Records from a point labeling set

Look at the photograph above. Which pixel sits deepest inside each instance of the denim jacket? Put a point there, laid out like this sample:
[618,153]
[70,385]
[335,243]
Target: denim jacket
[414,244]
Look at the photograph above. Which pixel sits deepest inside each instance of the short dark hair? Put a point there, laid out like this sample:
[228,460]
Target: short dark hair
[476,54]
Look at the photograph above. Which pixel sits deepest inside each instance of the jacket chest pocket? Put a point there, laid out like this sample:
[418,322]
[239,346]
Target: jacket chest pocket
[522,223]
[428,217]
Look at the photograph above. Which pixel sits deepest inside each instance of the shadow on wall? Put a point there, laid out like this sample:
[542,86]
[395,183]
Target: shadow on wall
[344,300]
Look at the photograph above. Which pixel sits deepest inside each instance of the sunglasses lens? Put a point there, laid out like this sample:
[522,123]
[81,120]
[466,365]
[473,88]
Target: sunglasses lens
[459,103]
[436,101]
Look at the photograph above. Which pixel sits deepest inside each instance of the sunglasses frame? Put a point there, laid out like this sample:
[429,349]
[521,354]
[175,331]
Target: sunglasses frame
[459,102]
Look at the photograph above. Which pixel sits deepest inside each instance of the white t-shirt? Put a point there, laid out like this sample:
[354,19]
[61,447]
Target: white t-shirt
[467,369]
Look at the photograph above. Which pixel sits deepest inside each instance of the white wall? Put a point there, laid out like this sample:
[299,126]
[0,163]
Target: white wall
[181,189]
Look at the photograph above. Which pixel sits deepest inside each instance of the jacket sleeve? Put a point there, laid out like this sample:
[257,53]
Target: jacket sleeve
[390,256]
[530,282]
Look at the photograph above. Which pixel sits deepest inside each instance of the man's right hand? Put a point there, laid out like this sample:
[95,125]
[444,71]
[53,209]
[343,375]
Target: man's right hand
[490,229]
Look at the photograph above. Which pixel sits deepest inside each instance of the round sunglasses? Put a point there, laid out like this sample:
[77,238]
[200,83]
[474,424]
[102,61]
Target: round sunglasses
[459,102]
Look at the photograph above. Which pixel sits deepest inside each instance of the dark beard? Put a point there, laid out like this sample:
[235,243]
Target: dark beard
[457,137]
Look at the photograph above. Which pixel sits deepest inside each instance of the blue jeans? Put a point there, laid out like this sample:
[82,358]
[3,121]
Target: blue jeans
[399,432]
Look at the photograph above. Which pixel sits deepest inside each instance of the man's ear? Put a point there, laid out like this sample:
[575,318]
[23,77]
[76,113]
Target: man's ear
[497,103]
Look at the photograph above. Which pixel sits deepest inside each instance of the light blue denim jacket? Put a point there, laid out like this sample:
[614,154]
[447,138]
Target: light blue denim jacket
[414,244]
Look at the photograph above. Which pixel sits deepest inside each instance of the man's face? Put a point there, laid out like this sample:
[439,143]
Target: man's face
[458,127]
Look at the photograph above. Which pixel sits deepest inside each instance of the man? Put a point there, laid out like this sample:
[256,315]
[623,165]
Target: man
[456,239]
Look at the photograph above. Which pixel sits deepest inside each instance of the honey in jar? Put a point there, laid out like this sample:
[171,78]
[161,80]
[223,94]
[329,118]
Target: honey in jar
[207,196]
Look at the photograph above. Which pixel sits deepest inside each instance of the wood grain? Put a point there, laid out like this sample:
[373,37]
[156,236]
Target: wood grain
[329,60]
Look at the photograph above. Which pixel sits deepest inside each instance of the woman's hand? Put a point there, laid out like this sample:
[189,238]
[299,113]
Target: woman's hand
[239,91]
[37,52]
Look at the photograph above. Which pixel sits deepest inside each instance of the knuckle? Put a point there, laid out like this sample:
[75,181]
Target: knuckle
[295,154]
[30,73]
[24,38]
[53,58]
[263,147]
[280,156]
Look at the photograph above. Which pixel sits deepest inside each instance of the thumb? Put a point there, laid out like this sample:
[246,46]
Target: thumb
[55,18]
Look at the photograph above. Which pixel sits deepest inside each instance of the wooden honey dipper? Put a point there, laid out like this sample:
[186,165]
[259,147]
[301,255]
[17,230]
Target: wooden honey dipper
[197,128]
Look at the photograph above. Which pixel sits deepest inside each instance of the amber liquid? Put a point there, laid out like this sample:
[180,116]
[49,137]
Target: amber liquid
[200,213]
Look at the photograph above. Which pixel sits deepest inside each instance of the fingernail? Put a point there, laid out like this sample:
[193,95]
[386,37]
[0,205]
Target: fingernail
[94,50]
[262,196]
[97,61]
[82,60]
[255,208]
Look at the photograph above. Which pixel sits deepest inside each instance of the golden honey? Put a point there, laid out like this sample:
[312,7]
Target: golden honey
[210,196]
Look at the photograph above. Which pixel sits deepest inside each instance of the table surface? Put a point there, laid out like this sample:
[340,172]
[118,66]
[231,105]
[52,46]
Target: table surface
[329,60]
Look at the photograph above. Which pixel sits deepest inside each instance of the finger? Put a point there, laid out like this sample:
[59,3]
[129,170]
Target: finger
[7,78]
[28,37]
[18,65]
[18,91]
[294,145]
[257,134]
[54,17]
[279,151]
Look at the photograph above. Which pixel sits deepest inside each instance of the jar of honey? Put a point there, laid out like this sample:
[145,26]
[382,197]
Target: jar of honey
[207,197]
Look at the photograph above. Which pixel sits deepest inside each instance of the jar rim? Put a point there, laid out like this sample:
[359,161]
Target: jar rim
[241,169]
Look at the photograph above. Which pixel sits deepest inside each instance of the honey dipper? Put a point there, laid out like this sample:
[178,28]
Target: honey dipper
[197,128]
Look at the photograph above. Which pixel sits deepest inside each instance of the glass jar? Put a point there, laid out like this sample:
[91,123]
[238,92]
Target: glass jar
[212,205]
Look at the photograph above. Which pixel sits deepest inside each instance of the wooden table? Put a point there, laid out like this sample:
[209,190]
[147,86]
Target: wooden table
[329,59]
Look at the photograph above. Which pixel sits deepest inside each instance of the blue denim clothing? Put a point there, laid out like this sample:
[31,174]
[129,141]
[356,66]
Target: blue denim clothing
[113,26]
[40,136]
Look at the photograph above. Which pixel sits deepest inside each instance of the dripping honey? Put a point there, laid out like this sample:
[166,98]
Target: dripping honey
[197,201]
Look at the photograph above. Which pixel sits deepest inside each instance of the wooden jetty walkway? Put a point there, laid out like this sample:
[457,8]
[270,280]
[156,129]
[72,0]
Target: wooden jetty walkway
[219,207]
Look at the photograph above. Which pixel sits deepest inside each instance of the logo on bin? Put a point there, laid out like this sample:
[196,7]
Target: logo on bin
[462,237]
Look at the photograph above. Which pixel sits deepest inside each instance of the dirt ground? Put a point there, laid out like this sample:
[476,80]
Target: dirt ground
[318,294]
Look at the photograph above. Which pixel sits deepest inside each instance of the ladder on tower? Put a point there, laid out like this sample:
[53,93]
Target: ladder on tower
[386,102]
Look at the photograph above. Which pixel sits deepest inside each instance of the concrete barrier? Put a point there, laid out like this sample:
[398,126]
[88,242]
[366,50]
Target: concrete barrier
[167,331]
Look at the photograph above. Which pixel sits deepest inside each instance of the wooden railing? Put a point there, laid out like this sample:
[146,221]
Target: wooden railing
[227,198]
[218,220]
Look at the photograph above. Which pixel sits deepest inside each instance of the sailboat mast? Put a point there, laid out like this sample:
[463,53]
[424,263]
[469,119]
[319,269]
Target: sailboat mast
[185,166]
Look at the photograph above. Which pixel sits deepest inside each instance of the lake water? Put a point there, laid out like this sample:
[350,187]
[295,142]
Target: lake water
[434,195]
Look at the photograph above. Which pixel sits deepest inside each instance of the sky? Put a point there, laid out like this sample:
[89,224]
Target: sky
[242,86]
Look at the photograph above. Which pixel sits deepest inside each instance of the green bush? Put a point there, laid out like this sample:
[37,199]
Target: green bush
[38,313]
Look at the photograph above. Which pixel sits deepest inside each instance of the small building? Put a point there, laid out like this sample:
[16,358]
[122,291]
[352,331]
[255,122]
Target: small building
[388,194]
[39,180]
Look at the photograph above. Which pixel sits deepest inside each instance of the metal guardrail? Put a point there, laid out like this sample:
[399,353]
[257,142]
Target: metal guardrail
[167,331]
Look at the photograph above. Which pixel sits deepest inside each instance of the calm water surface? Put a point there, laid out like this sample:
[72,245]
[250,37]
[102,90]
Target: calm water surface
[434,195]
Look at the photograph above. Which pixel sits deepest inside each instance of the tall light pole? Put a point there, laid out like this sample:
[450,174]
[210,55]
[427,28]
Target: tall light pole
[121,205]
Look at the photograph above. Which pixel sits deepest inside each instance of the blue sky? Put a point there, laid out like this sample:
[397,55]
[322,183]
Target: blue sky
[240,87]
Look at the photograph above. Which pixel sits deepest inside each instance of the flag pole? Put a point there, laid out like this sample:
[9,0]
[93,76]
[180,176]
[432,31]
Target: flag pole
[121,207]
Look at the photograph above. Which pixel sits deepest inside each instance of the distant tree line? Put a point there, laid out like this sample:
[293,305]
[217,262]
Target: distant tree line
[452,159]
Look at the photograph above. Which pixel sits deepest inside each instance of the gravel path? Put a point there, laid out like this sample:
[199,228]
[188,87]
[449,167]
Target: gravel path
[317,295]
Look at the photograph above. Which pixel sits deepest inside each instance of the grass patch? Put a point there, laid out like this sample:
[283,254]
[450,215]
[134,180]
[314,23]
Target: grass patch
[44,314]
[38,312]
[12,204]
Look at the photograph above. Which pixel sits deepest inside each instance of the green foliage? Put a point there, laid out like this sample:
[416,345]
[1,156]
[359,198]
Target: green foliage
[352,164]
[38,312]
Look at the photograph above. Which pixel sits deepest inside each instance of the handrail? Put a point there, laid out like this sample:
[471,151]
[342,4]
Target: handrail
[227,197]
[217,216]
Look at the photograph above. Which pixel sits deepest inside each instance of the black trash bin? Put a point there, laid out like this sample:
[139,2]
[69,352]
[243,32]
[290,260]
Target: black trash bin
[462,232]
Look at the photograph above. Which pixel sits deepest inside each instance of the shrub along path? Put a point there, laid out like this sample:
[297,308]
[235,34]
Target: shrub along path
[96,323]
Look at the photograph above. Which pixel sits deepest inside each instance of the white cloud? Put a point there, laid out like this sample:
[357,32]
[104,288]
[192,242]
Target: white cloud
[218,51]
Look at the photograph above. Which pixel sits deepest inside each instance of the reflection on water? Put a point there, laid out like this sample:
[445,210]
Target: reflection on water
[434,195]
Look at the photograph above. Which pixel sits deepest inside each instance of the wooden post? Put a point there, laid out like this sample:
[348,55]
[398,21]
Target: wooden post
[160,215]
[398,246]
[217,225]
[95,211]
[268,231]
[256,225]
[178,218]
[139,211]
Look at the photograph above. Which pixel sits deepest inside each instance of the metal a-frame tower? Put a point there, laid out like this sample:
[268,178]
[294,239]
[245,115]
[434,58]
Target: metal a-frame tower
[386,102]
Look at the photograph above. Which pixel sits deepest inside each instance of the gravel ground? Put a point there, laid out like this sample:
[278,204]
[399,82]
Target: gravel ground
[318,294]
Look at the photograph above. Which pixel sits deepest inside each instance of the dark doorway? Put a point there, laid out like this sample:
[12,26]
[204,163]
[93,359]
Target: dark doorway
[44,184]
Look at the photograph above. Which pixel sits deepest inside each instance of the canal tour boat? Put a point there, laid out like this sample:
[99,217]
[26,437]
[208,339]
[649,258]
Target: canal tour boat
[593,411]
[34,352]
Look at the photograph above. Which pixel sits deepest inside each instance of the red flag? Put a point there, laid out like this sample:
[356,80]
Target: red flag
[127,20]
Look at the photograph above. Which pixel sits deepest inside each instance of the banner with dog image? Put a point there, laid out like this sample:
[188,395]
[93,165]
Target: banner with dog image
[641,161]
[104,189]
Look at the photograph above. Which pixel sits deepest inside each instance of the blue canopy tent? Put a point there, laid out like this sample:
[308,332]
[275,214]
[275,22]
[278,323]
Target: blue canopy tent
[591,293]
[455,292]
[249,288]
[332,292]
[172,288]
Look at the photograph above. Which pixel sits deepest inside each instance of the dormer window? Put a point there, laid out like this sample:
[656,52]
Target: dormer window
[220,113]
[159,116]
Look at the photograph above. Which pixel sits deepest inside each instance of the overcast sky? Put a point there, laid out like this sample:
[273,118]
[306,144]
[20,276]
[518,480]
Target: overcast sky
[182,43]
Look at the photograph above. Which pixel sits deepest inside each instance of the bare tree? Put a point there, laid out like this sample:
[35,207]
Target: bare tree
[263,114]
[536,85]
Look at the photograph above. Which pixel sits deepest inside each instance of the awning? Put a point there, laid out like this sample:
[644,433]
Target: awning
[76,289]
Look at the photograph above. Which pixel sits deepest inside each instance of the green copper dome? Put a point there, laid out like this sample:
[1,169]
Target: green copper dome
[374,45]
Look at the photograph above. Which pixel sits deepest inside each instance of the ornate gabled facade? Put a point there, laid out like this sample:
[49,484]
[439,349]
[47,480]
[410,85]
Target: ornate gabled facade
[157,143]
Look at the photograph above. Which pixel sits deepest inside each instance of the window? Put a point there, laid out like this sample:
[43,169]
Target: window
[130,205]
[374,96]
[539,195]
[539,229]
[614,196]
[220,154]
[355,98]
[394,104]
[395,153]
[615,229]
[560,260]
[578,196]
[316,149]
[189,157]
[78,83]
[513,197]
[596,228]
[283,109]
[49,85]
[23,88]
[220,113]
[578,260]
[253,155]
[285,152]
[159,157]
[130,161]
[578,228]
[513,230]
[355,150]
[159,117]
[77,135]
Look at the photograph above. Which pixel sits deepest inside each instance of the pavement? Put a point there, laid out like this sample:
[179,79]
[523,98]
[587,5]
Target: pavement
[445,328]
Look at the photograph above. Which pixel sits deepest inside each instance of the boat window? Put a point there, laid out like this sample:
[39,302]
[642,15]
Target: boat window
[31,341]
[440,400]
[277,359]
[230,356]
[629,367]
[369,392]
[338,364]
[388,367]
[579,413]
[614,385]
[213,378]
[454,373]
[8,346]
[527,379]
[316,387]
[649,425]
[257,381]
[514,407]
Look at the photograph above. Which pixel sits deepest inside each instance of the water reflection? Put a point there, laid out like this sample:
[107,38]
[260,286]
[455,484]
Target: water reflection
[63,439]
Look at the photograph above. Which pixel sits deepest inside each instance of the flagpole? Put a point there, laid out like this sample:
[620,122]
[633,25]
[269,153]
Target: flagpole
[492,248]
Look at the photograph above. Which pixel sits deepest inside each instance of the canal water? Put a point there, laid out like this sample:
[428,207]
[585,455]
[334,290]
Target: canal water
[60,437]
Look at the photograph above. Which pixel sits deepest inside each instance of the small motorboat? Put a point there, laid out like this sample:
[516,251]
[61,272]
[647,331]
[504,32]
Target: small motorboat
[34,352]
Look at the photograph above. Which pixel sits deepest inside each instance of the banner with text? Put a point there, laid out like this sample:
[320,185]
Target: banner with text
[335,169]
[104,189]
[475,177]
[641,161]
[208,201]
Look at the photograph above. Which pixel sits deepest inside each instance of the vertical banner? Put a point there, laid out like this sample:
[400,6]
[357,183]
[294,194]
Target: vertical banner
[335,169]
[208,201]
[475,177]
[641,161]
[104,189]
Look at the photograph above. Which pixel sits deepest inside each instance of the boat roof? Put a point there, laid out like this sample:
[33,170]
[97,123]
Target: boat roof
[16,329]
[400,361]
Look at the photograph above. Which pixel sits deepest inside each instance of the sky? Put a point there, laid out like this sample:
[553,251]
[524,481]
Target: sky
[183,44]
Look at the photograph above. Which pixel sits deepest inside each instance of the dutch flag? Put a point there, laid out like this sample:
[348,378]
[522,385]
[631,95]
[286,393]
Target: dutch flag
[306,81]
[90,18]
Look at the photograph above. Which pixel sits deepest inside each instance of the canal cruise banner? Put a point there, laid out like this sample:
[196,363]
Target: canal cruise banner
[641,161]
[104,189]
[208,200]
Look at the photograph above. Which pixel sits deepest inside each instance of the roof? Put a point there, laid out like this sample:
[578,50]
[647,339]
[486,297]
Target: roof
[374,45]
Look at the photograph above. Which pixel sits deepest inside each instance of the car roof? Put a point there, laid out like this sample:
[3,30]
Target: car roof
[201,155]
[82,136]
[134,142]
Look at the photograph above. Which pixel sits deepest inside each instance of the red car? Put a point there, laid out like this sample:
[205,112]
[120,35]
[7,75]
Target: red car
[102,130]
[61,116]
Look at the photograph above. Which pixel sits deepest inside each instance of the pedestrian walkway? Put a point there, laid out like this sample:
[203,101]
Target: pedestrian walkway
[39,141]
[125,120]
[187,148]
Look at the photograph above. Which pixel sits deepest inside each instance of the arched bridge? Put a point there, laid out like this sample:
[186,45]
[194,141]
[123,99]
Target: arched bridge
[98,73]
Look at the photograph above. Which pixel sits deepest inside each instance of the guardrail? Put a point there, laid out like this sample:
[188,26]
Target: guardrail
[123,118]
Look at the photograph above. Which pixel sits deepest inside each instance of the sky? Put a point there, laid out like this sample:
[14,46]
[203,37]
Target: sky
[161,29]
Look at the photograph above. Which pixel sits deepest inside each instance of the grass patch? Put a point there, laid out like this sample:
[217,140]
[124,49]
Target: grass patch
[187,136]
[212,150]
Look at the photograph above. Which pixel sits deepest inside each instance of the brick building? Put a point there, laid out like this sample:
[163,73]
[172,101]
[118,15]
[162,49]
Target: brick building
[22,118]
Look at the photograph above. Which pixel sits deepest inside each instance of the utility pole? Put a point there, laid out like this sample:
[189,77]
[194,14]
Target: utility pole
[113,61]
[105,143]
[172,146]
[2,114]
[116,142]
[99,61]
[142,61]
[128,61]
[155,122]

• _The problem_
Exactly as written, give the line containing "of the brick" and all remaining lines of the records.

• _Result for this task_
Look at the photograph above. Which pixel sits deepest inside each instance of the brick building? Put a point there, laid out like this sample:
[163,73]
[172,101]
[118,15]
[162,49]
Target: brick building
[22,118]
Look at the photograph above. Which pixel sits deepest inside each instance of the utility pole? Put a point there, laid out like this sample:
[189,77]
[194,14]
Target: utility pole
[113,61]
[105,143]
[172,146]
[2,114]
[116,142]
[99,61]
[142,61]
[128,61]
[155,122]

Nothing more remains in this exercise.